§ **The task**: Although the records contain pictures, only their text should be repeated, exactly as it stands.

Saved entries

::::::::

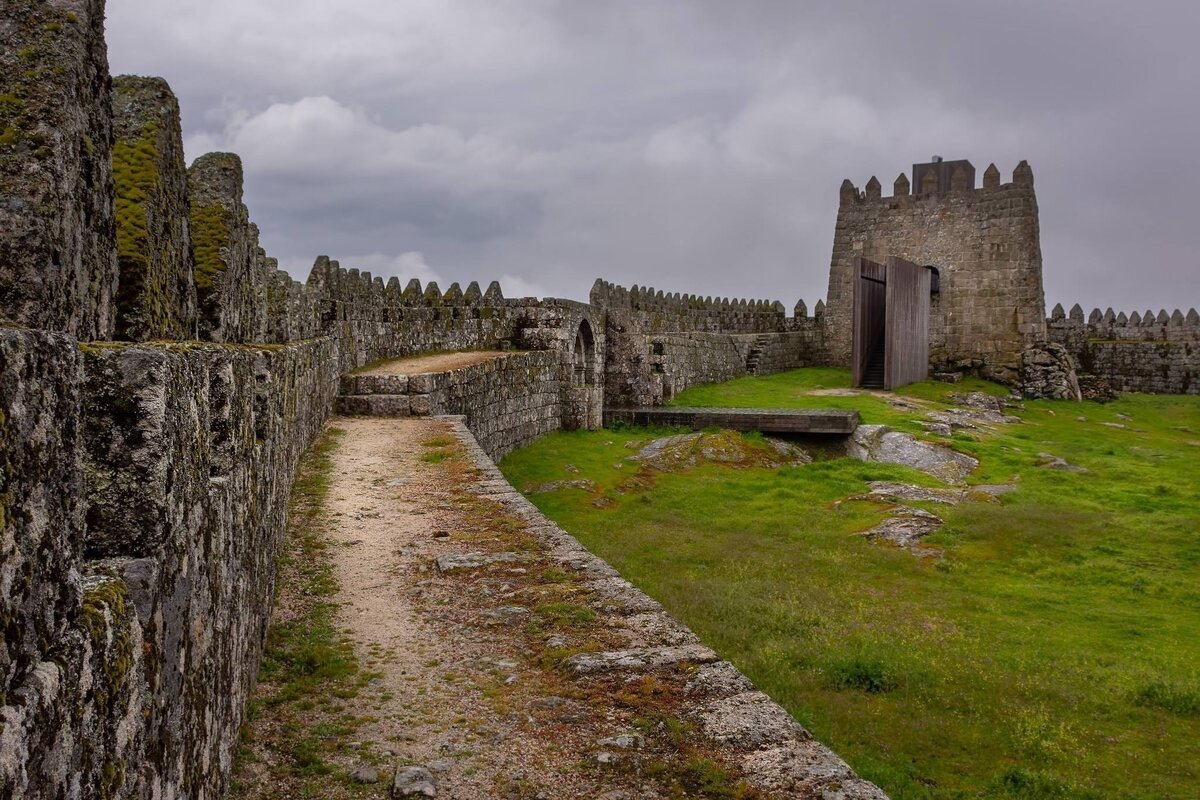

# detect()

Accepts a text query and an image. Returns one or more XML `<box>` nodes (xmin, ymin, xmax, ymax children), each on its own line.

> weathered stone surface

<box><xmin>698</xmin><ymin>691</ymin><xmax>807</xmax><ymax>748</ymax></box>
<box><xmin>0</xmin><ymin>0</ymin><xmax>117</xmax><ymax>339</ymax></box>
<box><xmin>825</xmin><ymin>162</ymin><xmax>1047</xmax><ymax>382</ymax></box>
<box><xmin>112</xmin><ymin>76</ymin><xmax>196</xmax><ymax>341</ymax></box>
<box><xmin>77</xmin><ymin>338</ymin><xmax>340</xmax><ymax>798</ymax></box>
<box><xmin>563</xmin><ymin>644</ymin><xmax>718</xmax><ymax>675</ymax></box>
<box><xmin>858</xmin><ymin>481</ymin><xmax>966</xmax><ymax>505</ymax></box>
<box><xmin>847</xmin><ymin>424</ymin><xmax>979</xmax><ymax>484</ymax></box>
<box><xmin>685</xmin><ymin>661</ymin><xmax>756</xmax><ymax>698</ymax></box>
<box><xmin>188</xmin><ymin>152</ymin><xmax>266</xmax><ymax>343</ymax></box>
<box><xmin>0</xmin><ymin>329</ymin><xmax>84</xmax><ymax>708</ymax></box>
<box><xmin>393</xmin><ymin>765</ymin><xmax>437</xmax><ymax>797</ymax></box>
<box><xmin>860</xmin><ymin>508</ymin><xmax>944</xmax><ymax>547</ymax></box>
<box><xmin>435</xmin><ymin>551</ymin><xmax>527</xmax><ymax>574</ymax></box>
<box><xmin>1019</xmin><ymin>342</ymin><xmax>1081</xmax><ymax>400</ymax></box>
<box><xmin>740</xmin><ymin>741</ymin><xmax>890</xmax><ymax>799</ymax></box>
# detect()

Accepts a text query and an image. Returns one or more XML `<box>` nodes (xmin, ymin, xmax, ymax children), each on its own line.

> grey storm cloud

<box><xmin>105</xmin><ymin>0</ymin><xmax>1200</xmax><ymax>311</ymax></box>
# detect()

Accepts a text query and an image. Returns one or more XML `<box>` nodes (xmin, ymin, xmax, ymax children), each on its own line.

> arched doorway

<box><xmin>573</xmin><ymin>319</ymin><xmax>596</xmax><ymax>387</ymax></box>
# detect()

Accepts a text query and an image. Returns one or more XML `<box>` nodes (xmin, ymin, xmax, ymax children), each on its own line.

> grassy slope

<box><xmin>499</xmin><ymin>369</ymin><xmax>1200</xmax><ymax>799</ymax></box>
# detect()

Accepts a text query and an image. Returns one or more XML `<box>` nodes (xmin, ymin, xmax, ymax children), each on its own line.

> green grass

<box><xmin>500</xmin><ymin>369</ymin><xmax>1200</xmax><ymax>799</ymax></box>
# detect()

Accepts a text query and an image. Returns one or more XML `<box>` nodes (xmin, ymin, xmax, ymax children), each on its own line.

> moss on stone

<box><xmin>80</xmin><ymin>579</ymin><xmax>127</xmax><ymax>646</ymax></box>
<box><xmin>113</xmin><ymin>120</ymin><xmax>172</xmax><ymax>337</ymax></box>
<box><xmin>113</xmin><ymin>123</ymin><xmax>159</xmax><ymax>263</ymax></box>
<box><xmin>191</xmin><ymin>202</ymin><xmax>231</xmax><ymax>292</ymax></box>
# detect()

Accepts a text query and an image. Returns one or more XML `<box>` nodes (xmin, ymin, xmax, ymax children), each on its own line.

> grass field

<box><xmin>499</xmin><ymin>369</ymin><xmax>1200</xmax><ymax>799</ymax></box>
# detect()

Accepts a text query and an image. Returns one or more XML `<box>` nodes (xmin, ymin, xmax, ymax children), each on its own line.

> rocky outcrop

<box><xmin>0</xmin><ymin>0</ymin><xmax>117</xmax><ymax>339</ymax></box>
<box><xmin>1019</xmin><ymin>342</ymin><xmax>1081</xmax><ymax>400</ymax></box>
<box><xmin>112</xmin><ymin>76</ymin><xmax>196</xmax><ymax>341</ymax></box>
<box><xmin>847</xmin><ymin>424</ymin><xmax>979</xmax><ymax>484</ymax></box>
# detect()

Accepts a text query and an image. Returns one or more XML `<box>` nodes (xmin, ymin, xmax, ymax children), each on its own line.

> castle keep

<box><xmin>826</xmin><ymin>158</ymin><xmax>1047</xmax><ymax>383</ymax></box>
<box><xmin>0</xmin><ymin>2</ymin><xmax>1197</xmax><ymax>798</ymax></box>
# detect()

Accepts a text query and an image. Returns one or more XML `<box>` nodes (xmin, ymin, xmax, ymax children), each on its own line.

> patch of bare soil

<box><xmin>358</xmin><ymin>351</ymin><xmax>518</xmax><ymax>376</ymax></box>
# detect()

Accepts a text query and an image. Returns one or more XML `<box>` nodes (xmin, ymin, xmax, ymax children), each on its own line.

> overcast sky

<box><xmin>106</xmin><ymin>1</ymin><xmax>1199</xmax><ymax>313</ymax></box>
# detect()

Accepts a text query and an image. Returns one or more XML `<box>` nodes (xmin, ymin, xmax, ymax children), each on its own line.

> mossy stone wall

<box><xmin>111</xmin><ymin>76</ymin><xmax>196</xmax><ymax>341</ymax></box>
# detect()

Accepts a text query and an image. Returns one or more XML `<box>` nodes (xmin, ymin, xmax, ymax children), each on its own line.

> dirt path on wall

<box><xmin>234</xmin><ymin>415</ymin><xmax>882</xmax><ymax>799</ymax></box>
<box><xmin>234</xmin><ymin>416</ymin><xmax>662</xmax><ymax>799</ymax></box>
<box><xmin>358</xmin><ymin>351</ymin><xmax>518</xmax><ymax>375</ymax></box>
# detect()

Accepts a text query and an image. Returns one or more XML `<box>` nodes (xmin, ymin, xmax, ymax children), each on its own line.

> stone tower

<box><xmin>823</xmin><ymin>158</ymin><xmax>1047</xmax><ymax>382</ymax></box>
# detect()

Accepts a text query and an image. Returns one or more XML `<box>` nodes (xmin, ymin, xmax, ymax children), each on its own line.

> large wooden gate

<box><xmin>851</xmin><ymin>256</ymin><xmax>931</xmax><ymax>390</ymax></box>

::::::::

§ **Exercise result**:
# detect()

Accepts a text query and an image. Returns one or more XML `<box>` nodes (xmin, ymin, xmax, ymax children), each on its own line.

> weathered stone surface

<box><xmin>698</xmin><ymin>691</ymin><xmax>807</xmax><ymax>748</ymax></box>
<box><xmin>0</xmin><ymin>0</ymin><xmax>117</xmax><ymax>339</ymax></box>
<box><xmin>825</xmin><ymin>162</ymin><xmax>1047</xmax><ymax>382</ymax></box>
<box><xmin>112</xmin><ymin>76</ymin><xmax>196</xmax><ymax>341</ymax></box>
<box><xmin>77</xmin><ymin>338</ymin><xmax>340</xmax><ymax>798</ymax></box>
<box><xmin>563</xmin><ymin>644</ymin><xmax>718</xmax><ymax>675</ymax></box>
<box><xmin>858</xmin><ymin>481</ymin><xmax>966</xmax><ymax>505</ymax></box>
<box><xmin>847</xmin><ymin>424</ymin><xmax>979</xmax><ymax>484</ymax></box>
<box><xmin>685</xmin><ymin>661</ymin><xmax>756</xmax><ymax>698</ymax></box>
<box><xmin>188</xmin><ymin>152</ymin><xmax>266</xmax><ymax>343</ymax></box>
<box><xmin>0</xmin><ymin>329</ymin><xmax>84</xmax><ymax>708</ymax></box>
<box><xmin>393</xmin><ymin>765</ymin><xmax>437</xmax><ymax>797</ymax></box>
<box><xmin>860</xmin><ymin>508</ymin><xmax>944</xmax><ymax>547</ymax></box>
<box><xmin>435</xmin><ymin>551</ymin><xmax>527</xmax><ymax>574</ymax></box>
<box><xmin>1019</xmin><ymin>342</ymin><xmax>1081</xmax><ymax>400</ymax></box>
<box><xmin>740</xmin><ymin>741</ymin><xmax>890</xmax><ymax>799</ymax></box>
# detect()

Accepts a text query and an image. Returns one or more XML `<box>` nodes (xmin, ymin, xmax, ymax children), each on its own line.

> grey storm cloud

<box><xmin>105</xmin><ymin>0</ymin><xmax>1200</xmax><ymax>311</ymax></box>
# detect()

Accepts a text query and an image. Returns one or more XML `<box>` nodes (xmin, ymin, xmax, ymax children), each on its own line.

> arched doorway

<box><xmin>573</xmin><ymin>319</ymin><xmax>596</xmax><ymax>387</ymax></box>
# detect()

Accepts a text query and an image. Returns one or more XML `<box>` nodes (xmin, ymin, xmax, ymax children), each on its own line.

> grassy slope

<box><xmin>499</xmin><ymin>369</ymin><xmax>1200</xmax><ymax>799</ymax></box>
# detect()

Accepts a text query and an image. Returns one or more XML `<box>` nodes (xmin, ymin, xmax, ymax children), each on its own line.

> green grass

<box><xmin>500</xmin><ymin>369</ymin><xmax>1200</xmax><ymax>799</ymax></box>
# detect()

Accepts a text query and an image. Returns one or more XML `<box>` nodes (xmin, ymin, xmax, ymax children), each on its own line.

> moss on stone

<box><xmin>80</xmin><ymin>579</ymin><xmax>127</xmax><ymax>646</ymax></box>
<box><xmin>113</xmin><ymin>120</ymin><xmax>172</xmax><ymax>337</ymax></box>
<box><xmin>113</xmin><ymin>123</ymin><xmax>159</xmax><ymax>263</ymax></box>
<box><xmin>191</xmin><ymin>202</ymin><xmax>231</xmax><ymax>292</ymax></box>
# detect()

Accepts a text query and an image. Returns one or more XML `<box>` nodes (xmin, ymin, xmax, ymax children), each on its own line.

> grass field

<box><xmin>499</xmin><ymin>369</ymin><xmax>1200</xmax><ymax>799</ymax></box>
# detect()

Accepts a text query and an image. Returns one or more XML `<box>` nodes (xmin, ymin, xmax, ymax children), each on its own line.

> rocky outcrop

<box><xmin>0</xmin><ymin>0</ymin><xmax>117</xmax><ymax>339</ymax></box>
<box><xmin>1019</xmin><ymin>342</ymin><xmax>1081</xmax><ymax>400</ymax></box>
<box><xmin>112</xmin><ymin>76</ymin><xmax>196</xmax><ymax>341</ymax></box>
<box><xmin>847</xmin><ymin>424</ymin><xmax>979</xmax><ymax>484</ymax></box>
# detect()

Accepts a text query and an image. Returns one or more XML `<box>` nodes (xmin, ymin, xmax, ymax children), each on its own line.

> castle keep

<box><xmin>826</xmin><ymin>158</ymin><xmax>1047</xmax><ymax>383</ymax></box>
<box><xmin>0</xmin><ymin>2</ymin><xmax>1197</xmax><ymax>798</ymax></box>
# detect()

Accepts a text query and an image. Returns one or more XML `<box>` nodes (xmin, ymin, xmax, ymax children), each on its own line.

> patch of bare soil

<box><xmin>358</xmin><ymin>351</ymin><xmax>518</xmax><ymax>376</ymax></box>
# detect()

Accepts a text query and an image. Returns one or more XML `<box>` nodes (xmin, ymin, xmax, ymax children), each on its own line.

> overcast sky

<box><xmin>106</xmin><ymin>1</ymin><xmax>1199</xmax><ymax>313</ymax></box>
# detect()

Accepts a text query and an image. Returns one or more XML `<box>` nodes (xmin, ymin, xmax, ymax children), each on its own line.

> mossy stone wall

<box><xmin>111</xmin><ymin>76</ymin><xmax>196</xmax><ymax>341</ymax></box>
# detect()

Accepts a text query and an image. Returns one or more XML `<box>` nodes (xmin, ymin, xmax, ymax children), each on its own line.

> dirt path on wall

<box><xmin>234</xmin><ymin>415</ymin><xmax>882</xmax><ymax>799</ymax></box>
<box><xmin>234</xmin><ymin>416</ymin><xmax>662</xmax><ymax>799</ymax></box>
<box><xmin>358</xmin><ymin>351</ymin><xmax>518</xmax><ymax>375</ymax></box>
# detect()

Accepts a text query and an image. Returns one or more XML `<box>` nodes (xmin, ymin, xmax, ymax children), each on its own line.

> stone tower

<box><xmin>823</xmin><ymin>158</ymin><xmax>1047</xmax><ymax>382</ymax></box>
# detect()

Accepts a text query and an image. Returns one or more XML `<box>` nodes (xmin, ymin, xmax, ymax children), each on its own line.

> large wooden gate

<box><xmin>851</xmin><ymin>256</ymin><xmax>931</xmax><ymax>390</ymax></box>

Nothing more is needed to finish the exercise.